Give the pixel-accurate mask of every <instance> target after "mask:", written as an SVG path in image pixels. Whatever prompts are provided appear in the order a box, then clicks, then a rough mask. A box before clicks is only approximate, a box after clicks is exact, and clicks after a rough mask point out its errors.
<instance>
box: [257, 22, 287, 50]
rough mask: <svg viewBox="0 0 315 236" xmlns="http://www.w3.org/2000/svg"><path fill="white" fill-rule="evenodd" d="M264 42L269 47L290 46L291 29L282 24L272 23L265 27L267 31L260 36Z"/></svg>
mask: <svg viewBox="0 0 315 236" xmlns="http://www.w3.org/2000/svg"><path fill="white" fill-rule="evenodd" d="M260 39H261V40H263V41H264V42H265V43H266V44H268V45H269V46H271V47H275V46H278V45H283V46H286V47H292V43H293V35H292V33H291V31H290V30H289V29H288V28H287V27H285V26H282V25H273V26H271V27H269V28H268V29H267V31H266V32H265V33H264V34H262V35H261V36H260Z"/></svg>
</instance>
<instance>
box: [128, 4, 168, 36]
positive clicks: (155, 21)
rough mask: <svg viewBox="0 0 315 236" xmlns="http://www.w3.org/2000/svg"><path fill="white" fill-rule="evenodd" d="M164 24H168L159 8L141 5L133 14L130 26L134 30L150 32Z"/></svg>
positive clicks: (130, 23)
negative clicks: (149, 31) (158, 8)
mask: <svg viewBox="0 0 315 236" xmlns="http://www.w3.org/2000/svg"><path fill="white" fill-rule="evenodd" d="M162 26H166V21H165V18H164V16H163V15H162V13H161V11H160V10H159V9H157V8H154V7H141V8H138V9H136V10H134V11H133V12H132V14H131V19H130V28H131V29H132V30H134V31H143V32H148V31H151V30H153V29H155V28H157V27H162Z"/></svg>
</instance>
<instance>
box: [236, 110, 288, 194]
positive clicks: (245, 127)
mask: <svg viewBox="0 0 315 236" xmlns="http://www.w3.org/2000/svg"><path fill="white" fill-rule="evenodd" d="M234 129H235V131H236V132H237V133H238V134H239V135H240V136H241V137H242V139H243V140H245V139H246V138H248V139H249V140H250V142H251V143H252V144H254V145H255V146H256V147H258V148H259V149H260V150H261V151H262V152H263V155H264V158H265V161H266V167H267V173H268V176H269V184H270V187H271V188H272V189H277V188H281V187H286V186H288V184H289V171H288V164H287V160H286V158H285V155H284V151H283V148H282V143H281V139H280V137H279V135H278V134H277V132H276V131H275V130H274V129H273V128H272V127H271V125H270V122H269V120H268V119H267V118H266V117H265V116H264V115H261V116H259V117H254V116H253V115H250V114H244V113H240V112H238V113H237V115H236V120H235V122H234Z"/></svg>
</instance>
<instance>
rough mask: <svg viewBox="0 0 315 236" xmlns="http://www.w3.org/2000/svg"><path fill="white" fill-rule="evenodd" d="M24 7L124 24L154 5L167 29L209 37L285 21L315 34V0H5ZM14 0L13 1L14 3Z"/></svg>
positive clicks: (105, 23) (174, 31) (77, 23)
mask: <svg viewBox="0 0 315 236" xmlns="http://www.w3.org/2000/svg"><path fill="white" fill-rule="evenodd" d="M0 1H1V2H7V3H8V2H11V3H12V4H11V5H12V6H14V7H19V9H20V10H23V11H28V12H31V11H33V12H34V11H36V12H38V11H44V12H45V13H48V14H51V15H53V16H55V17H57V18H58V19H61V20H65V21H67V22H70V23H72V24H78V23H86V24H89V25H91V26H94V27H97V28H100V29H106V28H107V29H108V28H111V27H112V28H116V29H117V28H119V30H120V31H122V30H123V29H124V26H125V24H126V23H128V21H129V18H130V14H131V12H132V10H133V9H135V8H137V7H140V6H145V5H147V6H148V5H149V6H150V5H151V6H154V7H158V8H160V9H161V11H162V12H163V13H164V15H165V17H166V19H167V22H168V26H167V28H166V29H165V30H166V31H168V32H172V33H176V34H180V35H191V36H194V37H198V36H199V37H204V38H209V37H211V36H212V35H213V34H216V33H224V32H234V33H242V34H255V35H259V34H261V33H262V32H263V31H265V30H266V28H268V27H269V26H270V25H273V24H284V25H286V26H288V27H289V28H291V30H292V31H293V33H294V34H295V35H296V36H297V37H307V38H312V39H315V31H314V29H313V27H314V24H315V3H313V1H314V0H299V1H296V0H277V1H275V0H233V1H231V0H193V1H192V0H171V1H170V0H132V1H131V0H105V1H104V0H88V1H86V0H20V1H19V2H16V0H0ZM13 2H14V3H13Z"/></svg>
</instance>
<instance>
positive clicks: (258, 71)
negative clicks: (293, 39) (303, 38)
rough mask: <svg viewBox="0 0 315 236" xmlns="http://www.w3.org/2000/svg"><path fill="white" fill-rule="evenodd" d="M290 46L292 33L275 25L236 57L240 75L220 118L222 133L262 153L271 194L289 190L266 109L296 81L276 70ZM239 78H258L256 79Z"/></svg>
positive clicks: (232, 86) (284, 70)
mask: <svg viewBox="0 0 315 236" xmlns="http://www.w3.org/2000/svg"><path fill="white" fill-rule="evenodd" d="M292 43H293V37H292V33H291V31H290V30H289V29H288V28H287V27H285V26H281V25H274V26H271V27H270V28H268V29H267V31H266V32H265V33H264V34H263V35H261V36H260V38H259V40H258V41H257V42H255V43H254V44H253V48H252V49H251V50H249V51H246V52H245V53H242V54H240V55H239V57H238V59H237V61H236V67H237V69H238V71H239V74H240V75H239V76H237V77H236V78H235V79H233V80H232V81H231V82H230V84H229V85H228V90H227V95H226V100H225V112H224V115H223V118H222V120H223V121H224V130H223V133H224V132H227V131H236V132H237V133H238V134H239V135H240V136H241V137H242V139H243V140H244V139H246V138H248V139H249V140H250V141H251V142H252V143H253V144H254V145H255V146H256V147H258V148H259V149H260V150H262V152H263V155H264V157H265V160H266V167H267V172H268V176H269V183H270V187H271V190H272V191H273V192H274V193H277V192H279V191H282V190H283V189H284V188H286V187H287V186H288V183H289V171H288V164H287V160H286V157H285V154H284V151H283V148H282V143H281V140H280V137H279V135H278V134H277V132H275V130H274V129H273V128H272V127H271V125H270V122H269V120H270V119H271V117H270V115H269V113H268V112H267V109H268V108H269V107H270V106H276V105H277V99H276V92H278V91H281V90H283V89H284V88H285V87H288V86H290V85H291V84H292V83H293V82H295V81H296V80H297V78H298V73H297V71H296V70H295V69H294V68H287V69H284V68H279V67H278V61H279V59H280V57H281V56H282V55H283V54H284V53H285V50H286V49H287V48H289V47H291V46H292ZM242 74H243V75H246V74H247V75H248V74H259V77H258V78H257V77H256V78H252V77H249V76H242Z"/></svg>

## Assignment
Gather every line of the records above that contains the string "clicks", treating uppercase and lowercase as different, and list those lines in their original order.

## Output
Give the pixel-accurate mask of every <instance> target after "mask:", written as an SVG path in image pixels. Whatever prompts are provided appear in the order a box, then clicks, then a rough mask. A box before clicks is only approximate, a box after clicks is exact, and clicks after a rough mask point out its errors.
positive clicks: (155, 21)
positive clicks: (130, 23)
negative clicks: (149, 31) (158, 8)
positive clicks: (245, 127)
positive clicks: (105, 23) (174, 31) (77, 23)
positive clicks: (258, 71)
negative clicks: (293, 39) (303, 38)
positive clicks: (232, 86) (284, 70)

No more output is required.